Report how many lines of the following material contain the string "below", counting only matches with the same capitalization. Give the number alone.
== ROWS
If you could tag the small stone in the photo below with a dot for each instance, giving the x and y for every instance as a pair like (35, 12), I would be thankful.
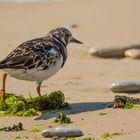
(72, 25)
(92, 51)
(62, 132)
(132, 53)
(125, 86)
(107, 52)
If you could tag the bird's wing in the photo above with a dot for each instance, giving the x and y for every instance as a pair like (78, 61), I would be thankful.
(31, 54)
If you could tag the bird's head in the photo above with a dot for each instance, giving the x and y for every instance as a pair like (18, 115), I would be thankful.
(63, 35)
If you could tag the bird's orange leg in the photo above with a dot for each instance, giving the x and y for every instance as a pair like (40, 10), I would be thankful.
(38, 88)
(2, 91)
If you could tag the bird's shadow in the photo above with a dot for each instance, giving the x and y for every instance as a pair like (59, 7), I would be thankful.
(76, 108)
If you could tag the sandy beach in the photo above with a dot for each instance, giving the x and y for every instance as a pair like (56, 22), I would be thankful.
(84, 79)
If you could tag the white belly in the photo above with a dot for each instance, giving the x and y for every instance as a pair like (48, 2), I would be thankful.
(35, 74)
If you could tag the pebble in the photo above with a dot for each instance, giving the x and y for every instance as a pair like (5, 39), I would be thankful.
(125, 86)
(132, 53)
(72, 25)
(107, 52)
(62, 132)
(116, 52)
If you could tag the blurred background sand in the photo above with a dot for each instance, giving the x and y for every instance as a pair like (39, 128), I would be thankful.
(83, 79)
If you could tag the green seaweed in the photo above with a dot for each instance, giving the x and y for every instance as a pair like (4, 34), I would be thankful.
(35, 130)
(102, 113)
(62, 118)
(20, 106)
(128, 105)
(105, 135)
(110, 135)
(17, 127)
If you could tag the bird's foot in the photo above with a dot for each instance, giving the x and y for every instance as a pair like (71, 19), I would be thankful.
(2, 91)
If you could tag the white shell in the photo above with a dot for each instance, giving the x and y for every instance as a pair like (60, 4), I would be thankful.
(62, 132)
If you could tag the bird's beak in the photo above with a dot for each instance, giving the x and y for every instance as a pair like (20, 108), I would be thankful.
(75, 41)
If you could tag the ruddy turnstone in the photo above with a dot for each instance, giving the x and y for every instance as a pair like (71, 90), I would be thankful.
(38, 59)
====
== ROWS
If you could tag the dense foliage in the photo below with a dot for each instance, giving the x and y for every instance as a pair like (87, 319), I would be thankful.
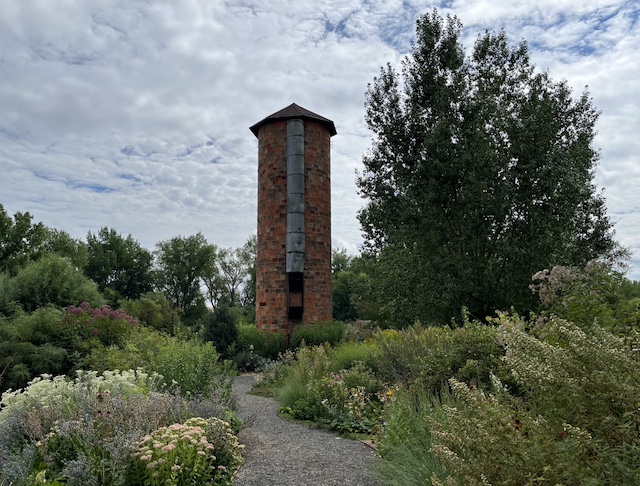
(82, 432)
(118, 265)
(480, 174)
====
**WORKED SOLUTION**
2